### Work instruction
All of the data, from the first line to the last, should be reproduced without alteration.

### Records for this exercise
============================================================

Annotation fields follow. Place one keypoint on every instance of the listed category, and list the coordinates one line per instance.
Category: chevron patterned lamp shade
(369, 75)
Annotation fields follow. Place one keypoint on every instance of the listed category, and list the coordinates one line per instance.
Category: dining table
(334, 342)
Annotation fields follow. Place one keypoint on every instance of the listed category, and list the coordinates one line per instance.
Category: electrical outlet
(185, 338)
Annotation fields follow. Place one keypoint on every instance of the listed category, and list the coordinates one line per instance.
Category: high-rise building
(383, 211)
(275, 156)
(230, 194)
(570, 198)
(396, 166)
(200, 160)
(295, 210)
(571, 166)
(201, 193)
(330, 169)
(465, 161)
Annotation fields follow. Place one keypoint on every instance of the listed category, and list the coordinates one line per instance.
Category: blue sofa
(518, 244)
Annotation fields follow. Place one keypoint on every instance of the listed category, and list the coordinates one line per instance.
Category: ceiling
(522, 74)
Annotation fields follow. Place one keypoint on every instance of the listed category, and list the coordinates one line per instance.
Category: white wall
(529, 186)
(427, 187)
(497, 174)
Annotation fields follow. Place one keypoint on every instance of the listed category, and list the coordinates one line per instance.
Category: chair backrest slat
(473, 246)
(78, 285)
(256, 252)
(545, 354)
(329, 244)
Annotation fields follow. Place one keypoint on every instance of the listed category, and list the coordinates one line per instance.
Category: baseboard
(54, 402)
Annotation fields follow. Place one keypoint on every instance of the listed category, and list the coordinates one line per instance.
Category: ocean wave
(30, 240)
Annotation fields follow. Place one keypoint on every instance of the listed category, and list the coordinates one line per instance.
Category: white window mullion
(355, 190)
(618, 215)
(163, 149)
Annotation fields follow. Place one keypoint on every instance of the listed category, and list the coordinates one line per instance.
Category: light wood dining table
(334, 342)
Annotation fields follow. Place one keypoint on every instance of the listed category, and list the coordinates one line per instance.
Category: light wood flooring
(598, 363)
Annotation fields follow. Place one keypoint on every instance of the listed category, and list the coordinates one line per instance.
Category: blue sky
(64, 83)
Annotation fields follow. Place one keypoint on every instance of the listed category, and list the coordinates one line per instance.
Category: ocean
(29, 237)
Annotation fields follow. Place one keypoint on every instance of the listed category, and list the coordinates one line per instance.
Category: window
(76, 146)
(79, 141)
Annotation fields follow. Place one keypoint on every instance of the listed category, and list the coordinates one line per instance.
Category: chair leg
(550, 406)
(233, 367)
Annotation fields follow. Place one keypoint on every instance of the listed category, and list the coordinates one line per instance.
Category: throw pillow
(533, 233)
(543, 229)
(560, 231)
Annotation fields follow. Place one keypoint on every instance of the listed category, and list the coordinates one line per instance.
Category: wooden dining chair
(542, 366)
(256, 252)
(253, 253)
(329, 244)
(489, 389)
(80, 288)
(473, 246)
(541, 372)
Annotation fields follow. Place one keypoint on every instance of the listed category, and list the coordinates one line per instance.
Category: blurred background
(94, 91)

============================================================

### Expected output
Annotation fields follow. Place one keypoint on every instance of the listed category, and list the coordinates one line per instance.
Category: chevron patterned lamp shade
(369, 75)
Annotation fields follow. Place one keypoint on every instance of the listed category, and list the coordinates one line per instance.
Category: dining table
(334, 342)
Annotation fields follow. Place one keypoint on every instance of the listed category, and list the coordinates one line per instance.
Category: electrical outlet
(185, 338)
Annotation fields follow. Place one keypoint on every instance of the listed category, and list the coordinates one line per instance.
Category: high-rise building
(383, 211)
(275, 156)
(230, 194)
(570, 198)
(396, 166)
(200, 160)
(295, 210)
(571, 166)
(201, 193)
(330, 169)
(465, 161)
Annotation fields follow. Place one keypoint on every instance of the listed category, and list the coordinates one line per instance.
Category: blue sofa
(518, 244)
Annotation fields follow. Place one keypoint on every instance of the listed category, and list the coordinates one line per instance.
Category: ceiling
(522, 74)
Annotation fields follow. Place one keypoint on every instance of the listed category, and list the coordinates one line per instance.
Category: white wall
(529, 186)
(427, 187)
(497, 174)
Annotation fields follow. Place one keypoint on every instance of the listed category, and list the coordinates one line per instance.
Category: chair backrest slat
(473, 246)
(78, 285)
(256, 252)
(545, 354)
(329, 244)
Annotation fields follow. Place one keypoint on every instance of the listed category, and list the coordinates one line per instance.
Category: baseboard
(54, 402)
Annotation fields follow. Place one keypoint on every instance of the listed category, and list the coordinates one line per instance.
Category: ocean wave
(30, 240)
Annotation fields follow. Place one keypoint on every instance of the listed category, and list the coordinates one line per instance.
Category: white window mullion
(355, 190)
(618, 215)
(163, 149)
Annotation fields follow. Place one keypoint on every instance of the listed category, and list the coordinates one line per instance.
Category: light wood dining table
(334, 342)
Annotation fields follow. Place one keypoint on every instance of the listed category, and list the coordinates one line per instance.
Category: light wood flooring
(598, 363)
Annotation fields follow. Place one keypoint on every instance of the listed category, and list the coordinates one line per instance.
Category: blue sky
(64, 83)
Annotation fields follow. Place one keypoint on every instance of the listed category, and list the coordinates one line per instance.
Category: ocean
(29, 237)
Annotation fields follow. Place one keypoint on every instance of the listed category, and list the coordinates one line per instance.
Category: window
(76, 146)
(79, 141)
Annotation fields follow. Place one keypoint on every instance of the listed category, and list the coordinates one line per instance.
Category: chair leg
(550, 406)
(233, 367)
Annotation fields follow. Place one keypoint on every instance of the listed category, and list the coordinates one line per instance.
Category: throw pillow
(533, 233)
(543, 229)
(560, 231)
Annotation fields follow. Place one keypoint on every instance of the listed category, and list the coordinates one line per instance.
Category: wooden dining chair
(542, 366)
(256, 252)
(253, 253)
(329, 244)
(489, 389)
(80, 288)
(473, 246)
(541, 372)
Annotation fields follow. Place one keypoint on every instance of the listed category, and list the coordinates one line per instance.
Category: blurred background
(94, 91)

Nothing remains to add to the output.